- [Texto do exercício]:
::::::::
A reconstrução distal da extremidade inferior é um desafio. Este estudo tem como objetivo propor um protocolo para o tratamento de defeitos traumáticos de tecidos moles. O conceito chave é combinar o arsenal cirúrgico do cirurgião reconstrutivo com as vantagens proporcionadas pela oxigenoterapia hiperbárica (OHB).


 Métodos


Este estudo retrospectivo analisou dados de 57 pacientes afetados por trauma unilateral ou bilateral nos membros inferiores, distal ao joelho e envolvendo tecidos moles, sem indicação de reconstrução imediata entre 2010 e 2021. Antes do procedimento reconstrutivo, todos os pacientes foram submetidos a um procedimento de swab para coleta de amostras microbiológicas e desbridamento. Os pacientes foram divididos em dois grupos de tratamento e apenas um grupo foi submetido a procedimento terapêutico combinado com oxigenoterapia hiperbárica. A terapia de feridas com pressão negativa (NPWT) foi empregada apenas se considerada necessária de acordo com a profundidade do defeito e o exsudato da ferida. Técnicas cirúrgicas, resultados e complicações foram discutidos.


Introdução


O trauma nos membros é frequentemente associado a danos graves à pele, tecido subcutâneo e fáscia, e pode ser acompanhado por danos extensos às estruturas profundas dos membros, como músculos, feixes vasculares ou ossos, com possíveis sequelas funcionais e estéticas; o linfedema também é uma condição preocupante após um trauma. O tratamento dos grandes traumas do membro inferior sempre foi um grande desafio para o cirurgião reconstrutor. Além disso, abaixo do joelho, qualquer trauma poderia potencialmente levar à exposição de estruturas mais profundas, ou seja, tendões e ossos. Uma desvantagem adicional é a escassez de tecido mole local, o que pode fazer com que o manejo reconstrutivo dessas feridas seja bastante difícil.


A cobertura dos tecidos moles e, portanto, a reconstituição da integridade da pele, devem ser alcançadas o mais rápido possível para minimizar o risco de infecção, evitar o ressecamento das estruturas profundas e proteger os feixes neurovasculares. O momento da reconstrução dos tecidos moles após trauma nos membros inferiores não é bem detalhado na literatura. É definido como preferencialmente dentro de 2 semanas após a lesão; no entanto, o paciente deve ser clinicamente otimizado e as feridas limpas.


O processo de cicatrização de uma ferida depende do oxigênio. Na verdade, todas as feridas que não cicatrizam são hipóxicas e mais propensas a infecções. A hipóxia retarda a síntese e o metabolismo das proteínas do colágeno; além disso, a migração e intervenção dos macrófagos e consequentemente a formação do tecido de granulação são retardadas. O oxigênio usado na oxigenoterapia hiperbárica (OHB) melhora a cicatrização dos tecidos moles. Em pacientes com lesões por esmagamento, a hiperoxigenação reduz o edema, controla a infecção e a formação de colágeno e limita os radicais livres e a lesão de reperfusão, promovendo assim a cura.
::::::::
- [Dados fornecidos]:
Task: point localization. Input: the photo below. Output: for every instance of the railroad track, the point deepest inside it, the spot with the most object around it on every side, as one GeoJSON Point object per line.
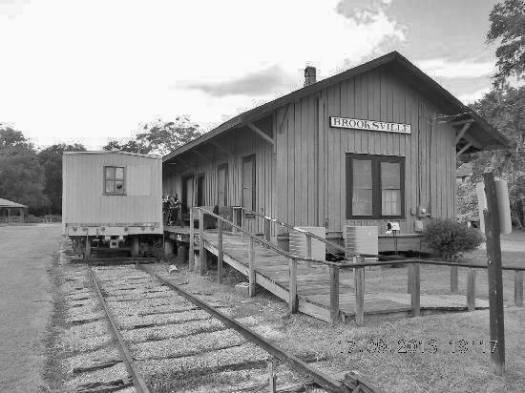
::::::::
- [Detalhes do exercício]: Na primeira frase da seção «Introdução» do texto sobre reconstrução do membro inferior, identifique todos os tecidos e estruturas que, segundo essa frase, o trauma nos membros pode danificar.

- [Resposta do exercício]: O trauma nos membros pode danificar a pele, o tecido subcutâneo, a fáscia, os músculos, os feixes vasculares e os ossos.